* Written request
Copy the lines of the records verbatim, starting at the line containing "Reviewer note: confirm that each instance of the woman carries" and ending at the line containing "[(492, 292)]", both included.

## start

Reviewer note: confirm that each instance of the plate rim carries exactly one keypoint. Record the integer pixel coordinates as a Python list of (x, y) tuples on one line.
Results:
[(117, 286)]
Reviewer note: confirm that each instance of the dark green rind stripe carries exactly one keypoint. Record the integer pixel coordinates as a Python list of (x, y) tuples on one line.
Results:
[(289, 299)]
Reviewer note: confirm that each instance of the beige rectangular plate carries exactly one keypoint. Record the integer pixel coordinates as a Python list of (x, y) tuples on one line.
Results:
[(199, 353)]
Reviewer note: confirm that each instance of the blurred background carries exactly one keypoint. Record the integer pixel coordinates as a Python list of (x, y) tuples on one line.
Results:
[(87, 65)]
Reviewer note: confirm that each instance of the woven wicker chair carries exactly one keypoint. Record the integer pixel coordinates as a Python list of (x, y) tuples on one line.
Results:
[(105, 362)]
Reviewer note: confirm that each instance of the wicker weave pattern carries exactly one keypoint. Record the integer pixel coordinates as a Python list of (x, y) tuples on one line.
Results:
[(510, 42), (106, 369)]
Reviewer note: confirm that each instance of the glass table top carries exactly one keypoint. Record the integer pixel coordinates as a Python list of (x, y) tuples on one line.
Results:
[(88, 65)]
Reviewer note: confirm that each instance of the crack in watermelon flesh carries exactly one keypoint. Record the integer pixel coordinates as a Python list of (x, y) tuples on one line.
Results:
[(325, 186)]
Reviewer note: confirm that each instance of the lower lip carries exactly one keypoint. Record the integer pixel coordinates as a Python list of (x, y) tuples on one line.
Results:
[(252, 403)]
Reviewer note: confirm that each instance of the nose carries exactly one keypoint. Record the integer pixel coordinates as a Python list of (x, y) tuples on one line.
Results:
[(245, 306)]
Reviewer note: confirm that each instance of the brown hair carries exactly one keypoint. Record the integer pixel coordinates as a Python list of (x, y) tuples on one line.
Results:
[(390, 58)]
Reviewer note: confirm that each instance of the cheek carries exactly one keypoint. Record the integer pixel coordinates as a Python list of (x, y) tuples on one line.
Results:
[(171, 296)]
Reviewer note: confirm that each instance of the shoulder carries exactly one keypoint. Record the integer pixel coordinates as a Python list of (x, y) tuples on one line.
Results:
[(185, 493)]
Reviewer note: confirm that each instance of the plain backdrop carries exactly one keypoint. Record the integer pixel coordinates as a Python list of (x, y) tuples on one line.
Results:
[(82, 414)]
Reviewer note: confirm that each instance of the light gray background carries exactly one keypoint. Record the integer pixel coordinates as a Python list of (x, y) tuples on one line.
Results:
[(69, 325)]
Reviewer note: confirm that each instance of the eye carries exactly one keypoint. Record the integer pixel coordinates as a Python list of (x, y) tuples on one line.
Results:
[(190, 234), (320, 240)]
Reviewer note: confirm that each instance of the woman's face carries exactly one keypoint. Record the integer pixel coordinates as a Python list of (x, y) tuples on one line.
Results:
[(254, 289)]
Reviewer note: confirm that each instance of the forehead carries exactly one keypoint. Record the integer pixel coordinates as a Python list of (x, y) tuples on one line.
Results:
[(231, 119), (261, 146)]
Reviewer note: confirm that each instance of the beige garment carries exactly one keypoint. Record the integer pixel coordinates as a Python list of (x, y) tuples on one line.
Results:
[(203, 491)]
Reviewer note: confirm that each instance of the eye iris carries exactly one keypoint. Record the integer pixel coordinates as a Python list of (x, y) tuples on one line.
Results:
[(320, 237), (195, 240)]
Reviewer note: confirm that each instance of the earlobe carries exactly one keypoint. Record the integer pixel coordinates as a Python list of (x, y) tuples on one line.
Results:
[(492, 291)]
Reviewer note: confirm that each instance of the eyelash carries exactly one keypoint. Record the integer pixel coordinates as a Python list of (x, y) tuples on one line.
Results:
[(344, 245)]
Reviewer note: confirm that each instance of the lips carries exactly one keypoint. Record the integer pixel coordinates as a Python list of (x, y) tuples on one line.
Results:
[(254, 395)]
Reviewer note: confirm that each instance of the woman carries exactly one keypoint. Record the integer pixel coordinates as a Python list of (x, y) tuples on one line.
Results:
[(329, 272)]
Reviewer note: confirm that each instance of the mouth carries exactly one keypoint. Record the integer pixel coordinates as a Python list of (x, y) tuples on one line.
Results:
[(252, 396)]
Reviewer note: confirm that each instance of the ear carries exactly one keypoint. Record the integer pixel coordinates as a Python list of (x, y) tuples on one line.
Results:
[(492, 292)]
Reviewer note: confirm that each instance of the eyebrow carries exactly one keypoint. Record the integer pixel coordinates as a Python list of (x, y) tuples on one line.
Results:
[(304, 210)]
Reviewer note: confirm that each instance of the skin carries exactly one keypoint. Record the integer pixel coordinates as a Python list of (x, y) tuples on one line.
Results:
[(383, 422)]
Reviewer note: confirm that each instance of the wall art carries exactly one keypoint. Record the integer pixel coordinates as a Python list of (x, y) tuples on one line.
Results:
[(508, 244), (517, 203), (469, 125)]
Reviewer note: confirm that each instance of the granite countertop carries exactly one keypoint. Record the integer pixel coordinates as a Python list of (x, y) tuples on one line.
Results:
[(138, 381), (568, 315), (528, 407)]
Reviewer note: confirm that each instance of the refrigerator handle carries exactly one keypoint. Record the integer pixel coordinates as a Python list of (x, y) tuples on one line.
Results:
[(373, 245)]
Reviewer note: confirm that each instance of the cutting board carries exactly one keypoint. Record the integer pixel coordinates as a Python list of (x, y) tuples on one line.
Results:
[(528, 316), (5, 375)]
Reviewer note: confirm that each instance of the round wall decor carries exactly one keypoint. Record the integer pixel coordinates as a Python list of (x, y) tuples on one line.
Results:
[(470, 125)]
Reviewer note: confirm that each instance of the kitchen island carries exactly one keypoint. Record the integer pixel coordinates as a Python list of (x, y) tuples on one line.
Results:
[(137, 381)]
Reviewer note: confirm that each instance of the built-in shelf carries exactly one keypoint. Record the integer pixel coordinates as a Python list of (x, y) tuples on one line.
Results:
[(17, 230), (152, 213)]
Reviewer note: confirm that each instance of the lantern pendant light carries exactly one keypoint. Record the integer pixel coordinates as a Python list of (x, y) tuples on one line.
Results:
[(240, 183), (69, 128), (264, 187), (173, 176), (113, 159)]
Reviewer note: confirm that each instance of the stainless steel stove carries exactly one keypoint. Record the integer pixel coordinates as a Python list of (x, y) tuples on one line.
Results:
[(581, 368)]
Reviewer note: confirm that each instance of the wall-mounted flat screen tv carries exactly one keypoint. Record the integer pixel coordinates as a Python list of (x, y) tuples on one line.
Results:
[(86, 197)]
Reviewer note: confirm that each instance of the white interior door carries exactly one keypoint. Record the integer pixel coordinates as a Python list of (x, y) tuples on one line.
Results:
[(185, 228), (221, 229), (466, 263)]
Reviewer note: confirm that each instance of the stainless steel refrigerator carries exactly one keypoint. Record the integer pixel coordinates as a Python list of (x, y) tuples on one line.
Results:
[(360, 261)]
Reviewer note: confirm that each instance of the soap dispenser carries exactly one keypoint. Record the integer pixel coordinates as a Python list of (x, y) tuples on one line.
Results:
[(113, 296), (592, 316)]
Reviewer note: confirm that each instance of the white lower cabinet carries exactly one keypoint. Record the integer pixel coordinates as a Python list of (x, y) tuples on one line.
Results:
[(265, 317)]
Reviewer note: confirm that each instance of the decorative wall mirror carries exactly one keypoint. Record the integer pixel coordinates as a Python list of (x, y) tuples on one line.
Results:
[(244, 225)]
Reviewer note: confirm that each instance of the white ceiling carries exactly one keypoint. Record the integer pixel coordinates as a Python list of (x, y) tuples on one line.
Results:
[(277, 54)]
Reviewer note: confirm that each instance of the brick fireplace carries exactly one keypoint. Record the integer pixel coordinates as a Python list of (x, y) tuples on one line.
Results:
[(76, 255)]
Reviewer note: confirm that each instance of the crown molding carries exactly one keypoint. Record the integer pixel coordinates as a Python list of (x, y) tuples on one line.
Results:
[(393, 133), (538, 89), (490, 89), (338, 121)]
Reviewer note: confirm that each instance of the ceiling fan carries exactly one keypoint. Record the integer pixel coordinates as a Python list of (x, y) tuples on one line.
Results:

## end

* Result below
Reviewer note: confirm that each instance of the woman carries exactly one keypoint. Record the integer pixel coordinates as a Python list of (x, y) tuples on one line.
Results:
[(329, 272)]
Reviewer note: confirm that each instance of the mouth carries exactly one keypoint. Record the integer pixel coordinates as a Python list of (x, y) tuples on one line.
Results:
[(252, 396)]
Reviewer note: confirm that each instance of the ear carries exactly one keypoint. Record the integer pixel coordinates as a Python list of (x, y) tuples on one line.
Results:
[(492, 292)]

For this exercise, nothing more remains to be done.